Task directions = The output should be every line below that includes the word "suit".

■ ■ ■ ■

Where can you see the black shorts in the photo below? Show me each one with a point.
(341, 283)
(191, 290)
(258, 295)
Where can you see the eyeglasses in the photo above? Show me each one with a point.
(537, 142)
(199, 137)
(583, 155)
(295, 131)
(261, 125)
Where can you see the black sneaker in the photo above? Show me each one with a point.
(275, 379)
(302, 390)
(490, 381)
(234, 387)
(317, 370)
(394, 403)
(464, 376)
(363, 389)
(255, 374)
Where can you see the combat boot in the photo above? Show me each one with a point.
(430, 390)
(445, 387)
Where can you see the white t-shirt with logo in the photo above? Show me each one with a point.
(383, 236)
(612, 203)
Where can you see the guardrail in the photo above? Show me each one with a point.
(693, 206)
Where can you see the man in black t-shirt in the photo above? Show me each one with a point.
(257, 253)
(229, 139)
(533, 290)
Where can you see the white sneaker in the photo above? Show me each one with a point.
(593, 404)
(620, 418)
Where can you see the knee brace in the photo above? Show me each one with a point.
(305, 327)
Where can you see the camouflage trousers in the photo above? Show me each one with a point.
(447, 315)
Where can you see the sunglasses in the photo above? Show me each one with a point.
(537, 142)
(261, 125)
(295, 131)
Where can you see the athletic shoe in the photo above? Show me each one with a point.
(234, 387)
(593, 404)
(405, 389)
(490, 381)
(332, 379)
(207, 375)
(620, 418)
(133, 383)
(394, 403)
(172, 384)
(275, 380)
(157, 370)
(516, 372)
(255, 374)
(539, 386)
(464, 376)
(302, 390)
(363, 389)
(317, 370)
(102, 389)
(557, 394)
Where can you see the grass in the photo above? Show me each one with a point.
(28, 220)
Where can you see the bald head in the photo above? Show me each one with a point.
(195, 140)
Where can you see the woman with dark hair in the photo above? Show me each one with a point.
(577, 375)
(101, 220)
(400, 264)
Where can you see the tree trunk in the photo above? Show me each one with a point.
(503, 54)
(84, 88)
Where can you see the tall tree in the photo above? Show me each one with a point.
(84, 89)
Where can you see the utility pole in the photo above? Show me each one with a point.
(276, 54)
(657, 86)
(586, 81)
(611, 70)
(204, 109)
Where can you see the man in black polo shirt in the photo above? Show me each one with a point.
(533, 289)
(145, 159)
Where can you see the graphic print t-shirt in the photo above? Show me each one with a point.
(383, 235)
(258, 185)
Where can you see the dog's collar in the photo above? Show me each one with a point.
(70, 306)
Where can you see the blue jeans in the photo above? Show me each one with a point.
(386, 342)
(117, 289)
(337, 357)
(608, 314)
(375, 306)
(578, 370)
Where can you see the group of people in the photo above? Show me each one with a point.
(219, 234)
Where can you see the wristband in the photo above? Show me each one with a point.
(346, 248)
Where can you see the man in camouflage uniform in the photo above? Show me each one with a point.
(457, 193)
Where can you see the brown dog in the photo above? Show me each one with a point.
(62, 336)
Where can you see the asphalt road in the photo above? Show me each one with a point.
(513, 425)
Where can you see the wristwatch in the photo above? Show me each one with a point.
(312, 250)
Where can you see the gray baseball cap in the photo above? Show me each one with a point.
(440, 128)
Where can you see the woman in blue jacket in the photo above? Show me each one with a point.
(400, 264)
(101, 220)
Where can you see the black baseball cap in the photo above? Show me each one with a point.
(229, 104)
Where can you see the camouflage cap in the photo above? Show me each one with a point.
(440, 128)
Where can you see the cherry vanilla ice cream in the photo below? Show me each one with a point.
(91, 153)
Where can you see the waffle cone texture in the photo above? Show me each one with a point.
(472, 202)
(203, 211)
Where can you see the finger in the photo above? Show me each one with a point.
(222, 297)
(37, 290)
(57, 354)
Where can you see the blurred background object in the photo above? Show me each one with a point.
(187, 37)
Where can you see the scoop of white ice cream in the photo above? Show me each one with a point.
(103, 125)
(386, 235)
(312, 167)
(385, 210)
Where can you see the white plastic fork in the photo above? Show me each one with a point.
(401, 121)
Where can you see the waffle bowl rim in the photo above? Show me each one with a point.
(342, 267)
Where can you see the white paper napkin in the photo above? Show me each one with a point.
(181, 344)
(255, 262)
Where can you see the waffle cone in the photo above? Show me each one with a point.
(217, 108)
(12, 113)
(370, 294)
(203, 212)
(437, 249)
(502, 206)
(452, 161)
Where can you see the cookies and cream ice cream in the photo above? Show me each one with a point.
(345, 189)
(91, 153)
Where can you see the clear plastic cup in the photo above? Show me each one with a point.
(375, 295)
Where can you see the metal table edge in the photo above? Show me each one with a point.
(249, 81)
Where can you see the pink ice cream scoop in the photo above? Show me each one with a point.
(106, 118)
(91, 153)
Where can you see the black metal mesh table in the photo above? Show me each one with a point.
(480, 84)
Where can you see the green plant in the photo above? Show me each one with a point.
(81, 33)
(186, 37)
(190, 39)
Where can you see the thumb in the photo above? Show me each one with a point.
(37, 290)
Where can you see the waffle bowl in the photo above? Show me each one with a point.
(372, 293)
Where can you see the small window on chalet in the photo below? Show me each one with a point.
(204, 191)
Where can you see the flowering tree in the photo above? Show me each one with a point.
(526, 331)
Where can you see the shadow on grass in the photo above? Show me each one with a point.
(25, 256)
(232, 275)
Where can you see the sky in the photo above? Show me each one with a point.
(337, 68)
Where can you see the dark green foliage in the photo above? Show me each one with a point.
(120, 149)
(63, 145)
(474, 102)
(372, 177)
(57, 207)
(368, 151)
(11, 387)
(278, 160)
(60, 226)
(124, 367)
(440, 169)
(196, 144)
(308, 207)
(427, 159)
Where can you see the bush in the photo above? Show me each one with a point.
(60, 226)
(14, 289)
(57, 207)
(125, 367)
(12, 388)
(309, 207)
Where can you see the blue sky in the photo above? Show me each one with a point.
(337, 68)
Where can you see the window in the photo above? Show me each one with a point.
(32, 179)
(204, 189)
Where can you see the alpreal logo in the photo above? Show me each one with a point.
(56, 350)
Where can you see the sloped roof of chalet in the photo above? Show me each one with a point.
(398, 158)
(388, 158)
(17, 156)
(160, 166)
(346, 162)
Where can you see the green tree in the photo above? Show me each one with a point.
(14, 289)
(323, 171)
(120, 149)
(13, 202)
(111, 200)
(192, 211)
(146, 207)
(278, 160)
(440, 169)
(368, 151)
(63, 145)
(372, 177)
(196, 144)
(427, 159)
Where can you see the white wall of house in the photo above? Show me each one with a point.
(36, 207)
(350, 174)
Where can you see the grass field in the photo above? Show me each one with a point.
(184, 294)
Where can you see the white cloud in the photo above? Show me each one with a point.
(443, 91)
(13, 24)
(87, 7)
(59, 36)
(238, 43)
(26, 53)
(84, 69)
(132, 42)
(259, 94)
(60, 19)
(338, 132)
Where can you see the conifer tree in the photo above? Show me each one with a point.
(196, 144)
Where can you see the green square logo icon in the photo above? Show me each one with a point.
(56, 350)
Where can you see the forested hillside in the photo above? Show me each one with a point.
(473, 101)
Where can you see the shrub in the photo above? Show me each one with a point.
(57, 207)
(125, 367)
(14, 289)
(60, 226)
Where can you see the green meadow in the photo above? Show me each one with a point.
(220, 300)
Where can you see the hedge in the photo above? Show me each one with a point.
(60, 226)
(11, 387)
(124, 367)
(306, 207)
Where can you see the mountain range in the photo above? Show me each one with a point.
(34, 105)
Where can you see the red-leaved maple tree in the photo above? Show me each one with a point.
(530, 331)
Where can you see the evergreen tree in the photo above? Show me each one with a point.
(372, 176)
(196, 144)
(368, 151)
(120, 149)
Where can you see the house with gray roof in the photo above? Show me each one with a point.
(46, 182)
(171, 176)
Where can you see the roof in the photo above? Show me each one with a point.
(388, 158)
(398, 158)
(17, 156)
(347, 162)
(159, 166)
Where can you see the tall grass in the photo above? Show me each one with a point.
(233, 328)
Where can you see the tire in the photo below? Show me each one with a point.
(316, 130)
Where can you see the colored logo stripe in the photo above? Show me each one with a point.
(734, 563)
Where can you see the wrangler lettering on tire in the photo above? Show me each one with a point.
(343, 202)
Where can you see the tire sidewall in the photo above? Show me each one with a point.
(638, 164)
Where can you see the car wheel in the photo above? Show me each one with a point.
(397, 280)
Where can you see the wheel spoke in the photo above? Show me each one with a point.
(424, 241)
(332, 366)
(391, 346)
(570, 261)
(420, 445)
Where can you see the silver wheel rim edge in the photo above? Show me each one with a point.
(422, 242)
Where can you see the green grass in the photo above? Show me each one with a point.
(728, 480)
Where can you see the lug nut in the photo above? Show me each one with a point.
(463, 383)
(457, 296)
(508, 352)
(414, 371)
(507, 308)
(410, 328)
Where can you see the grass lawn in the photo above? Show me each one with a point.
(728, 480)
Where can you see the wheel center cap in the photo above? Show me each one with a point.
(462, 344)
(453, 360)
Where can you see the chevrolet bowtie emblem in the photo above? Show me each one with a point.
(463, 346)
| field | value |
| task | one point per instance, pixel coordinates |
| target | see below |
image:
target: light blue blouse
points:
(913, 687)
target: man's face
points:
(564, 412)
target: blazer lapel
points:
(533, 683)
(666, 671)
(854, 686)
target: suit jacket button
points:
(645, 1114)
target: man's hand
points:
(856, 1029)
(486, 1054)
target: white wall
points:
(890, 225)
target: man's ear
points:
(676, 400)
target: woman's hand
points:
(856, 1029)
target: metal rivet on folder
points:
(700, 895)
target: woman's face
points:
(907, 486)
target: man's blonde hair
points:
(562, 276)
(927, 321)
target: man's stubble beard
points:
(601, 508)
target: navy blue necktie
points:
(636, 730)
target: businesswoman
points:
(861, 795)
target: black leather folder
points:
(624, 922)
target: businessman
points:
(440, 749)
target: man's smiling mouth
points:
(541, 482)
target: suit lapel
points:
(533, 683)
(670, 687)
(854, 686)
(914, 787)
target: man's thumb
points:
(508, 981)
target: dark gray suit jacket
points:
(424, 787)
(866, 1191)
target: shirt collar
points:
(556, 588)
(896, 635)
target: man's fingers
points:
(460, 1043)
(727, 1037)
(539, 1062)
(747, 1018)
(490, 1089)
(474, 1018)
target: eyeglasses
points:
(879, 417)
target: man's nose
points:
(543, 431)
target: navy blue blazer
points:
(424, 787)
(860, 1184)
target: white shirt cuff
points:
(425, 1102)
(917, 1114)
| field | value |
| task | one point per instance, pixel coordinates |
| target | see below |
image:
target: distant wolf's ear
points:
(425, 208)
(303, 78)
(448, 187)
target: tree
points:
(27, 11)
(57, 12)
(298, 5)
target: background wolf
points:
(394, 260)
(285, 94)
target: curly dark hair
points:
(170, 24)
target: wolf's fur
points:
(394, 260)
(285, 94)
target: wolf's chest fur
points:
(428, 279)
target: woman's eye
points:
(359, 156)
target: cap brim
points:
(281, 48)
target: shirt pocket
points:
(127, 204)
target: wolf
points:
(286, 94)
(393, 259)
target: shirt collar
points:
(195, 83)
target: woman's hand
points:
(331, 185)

■ ■ ■ ■

Output for this exercise =
target: suit jacket button
target: suit lapel
target: dark gray suit jacket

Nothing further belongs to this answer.